(Pointing rows)
- - -

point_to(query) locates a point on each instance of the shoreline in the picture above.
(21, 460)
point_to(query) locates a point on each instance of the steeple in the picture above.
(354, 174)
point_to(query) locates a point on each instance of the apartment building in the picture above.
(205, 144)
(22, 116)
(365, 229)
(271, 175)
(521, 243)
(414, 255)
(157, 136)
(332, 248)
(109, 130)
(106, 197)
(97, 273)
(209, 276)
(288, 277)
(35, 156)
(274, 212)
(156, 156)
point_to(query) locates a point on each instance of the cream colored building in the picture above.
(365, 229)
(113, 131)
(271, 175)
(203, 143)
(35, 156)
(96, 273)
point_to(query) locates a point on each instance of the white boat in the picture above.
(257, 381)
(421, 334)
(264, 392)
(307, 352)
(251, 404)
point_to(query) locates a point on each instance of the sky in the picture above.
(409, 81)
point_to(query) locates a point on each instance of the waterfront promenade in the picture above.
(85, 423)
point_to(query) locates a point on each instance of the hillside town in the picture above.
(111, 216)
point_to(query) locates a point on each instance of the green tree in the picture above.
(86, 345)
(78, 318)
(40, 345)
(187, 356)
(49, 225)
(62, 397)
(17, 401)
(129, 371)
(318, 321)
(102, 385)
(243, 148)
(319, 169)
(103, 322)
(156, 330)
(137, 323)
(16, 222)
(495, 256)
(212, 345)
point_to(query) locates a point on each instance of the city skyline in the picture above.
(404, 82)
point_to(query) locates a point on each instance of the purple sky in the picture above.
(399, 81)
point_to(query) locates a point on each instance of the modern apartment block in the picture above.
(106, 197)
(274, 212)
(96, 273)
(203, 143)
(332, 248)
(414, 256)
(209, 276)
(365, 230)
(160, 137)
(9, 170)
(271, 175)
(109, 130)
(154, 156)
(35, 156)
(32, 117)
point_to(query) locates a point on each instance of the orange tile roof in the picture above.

- - -

WHAT IS ASKED | Update all of the rows above by replacing each "locates" with "marks" and keeping everything else the same.

TASK ANSWER |
point_to(query) marks a point on each instance of the shoreline in the picture above.
(21, 460)
point_to(query) marks a point on each instance of the steeple in the picture above.
(354, 174)
point_to(query) marks a point on each instance of the apartment building in the picture above.
(205, 144)
(22, 116)
(365, 229)
(271, 175)
(521, 243)
(414, 255)
(157, 136)
(332, 248)
(109, 130)
(106, 197)
(97, 273)
(209, 276)
(288, 277)
(35, 156)
(274, 212)
(156, 156)
point_to(query) marks a point on each instance of the cream colored building in the picture above.
(365, 229)
(113, 131)
(271, 175)
(203, 143)
(35, 156)
(96, 273)
point_to(query) marks a point on each instance of the white boat in the picture above.
(257, 381)
(421, 334)
(264, 392)
(307, 352)
(251, 404)
point_to(query) marks a point on each instance of the sky in the picture above.
(409, 81)
point_to(query) marks a point on each instance of the waterfront promenade in the picture above.
(85, 423)
point_to(query) marks a point on each instance of the hillside town in the picture above.
(111, 216)
point_to(query) marks a point on each instance of the green tree in the picture above.
(86, 345)
(78, 318)
(40, 345)
(187, 356)
(49, 225)
(62, 397)
(17, 401)
(129, 371)
(318, 321)
(102, 385)
(243, 148)
(319, 169)
(103, 322)
(156, 330)
(137, 323)
(16, 222)
(495, 256)
(212, 345)
point_to(query) marks a point on each instance of the city skyline in the picture above.
(404, 82)
point_to(query) marks a point on each instance of the purple sky in the picture above.
(399, 81)
point_to(query) marks a point on each instance of the modern apartment block in the picture above.
(106, 197)
(274, 212)
(96, 273)
(203, 143)
(332, 248)
(414, 256)
(209, 276)
(365, 230)
(160, 137)
(9, 170)
(271, 175)
(109, 130)
(154, 156)
(35, 156)
(32, 117)
point_to(query) marks a point on each instance of the orange tile roof in the picture above.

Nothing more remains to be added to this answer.